■ **INPUT**
%%
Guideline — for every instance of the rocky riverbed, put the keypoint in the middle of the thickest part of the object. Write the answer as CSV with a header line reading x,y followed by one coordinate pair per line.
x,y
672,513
%%
%%
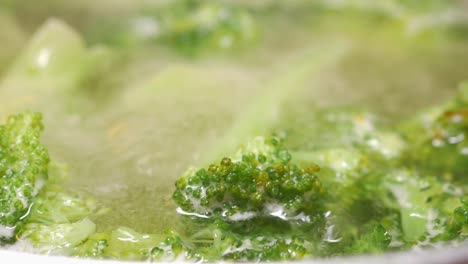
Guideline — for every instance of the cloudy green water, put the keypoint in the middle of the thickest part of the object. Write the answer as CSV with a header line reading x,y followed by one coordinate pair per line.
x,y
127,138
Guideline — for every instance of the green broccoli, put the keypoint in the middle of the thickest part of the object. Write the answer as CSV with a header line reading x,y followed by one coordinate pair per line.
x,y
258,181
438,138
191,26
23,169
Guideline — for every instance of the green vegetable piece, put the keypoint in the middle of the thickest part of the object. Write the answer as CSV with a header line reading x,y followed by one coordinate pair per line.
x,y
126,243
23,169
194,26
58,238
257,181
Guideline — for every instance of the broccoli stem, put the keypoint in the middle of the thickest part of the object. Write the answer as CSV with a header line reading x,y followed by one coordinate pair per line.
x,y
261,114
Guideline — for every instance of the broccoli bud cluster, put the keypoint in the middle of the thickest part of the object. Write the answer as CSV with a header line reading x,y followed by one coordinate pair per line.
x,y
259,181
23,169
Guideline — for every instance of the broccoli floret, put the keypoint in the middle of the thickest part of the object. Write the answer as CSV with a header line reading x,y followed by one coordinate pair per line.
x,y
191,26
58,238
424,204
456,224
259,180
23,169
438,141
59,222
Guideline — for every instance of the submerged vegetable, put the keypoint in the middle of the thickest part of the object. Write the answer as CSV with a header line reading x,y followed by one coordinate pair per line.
%%
%%
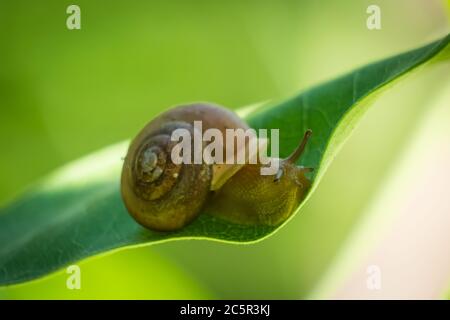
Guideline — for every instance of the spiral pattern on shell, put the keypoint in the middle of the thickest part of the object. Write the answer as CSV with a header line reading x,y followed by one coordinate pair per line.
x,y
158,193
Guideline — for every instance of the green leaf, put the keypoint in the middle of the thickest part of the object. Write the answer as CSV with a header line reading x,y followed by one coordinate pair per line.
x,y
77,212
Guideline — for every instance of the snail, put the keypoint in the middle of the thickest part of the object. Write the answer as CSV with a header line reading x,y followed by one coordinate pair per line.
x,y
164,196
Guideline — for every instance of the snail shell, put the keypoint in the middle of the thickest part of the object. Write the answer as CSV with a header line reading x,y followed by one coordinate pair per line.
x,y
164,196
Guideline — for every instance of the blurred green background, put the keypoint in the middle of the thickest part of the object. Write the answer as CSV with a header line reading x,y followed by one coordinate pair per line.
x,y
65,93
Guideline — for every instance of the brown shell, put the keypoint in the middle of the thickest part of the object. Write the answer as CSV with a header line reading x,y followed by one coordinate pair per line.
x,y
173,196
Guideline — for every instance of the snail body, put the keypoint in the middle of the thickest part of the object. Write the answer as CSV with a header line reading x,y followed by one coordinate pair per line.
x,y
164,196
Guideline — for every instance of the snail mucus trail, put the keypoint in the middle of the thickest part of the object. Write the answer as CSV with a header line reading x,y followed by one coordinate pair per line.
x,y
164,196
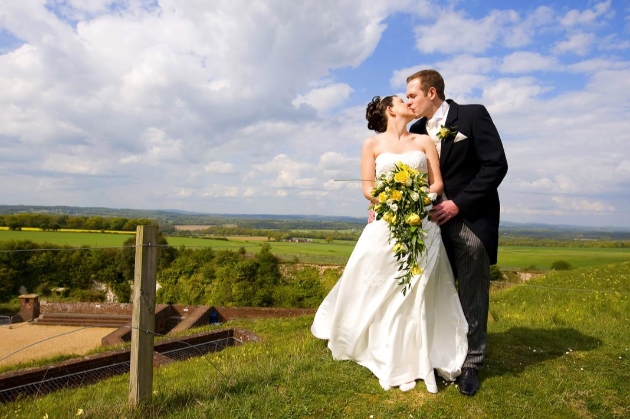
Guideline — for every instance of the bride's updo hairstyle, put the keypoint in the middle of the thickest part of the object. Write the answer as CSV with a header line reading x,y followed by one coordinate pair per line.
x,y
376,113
%%
■ **DIRECTIONS FOR THIS TASK**
Out of the material above, output word for word the line with "Guideline — for every instance of the broccoli stem, put", the line with "Guideline — for every instance of the submerged", and all lines between them, with nothing else.

■ **OUTPUT**
Guideline — for every instance of the broccoli stem, put the keypoint in the middle of the thickest part of the object. Write the answer as CSV with a header line reading x,y followed by one coordinate pair per line.
x,y
261,114
Guideline — for every instance of the broccoli bud cluster, put the keypoint in the middle of the thickest part of the object. Write the answer as CSV with a header line reading x,y followed by one coordinate pair per line.
x,y
259,181
23,169
Guideline — for every instance of the broccoli floret, put the keypoint in the middle of the thickest part of the object. Write the answer as CSV with a header line reading x,y followed by one coordinate pair per line.
x,y
191,26
58,238
424,204
456,224
259,180
23,169
438,141
59,222
Guideline — for every instance of the submerged vegetable, put the keypoint in the middle of the thickest part of the object. Write the answer as CSV with a header line reading x,y followed by one coordinate pair per line.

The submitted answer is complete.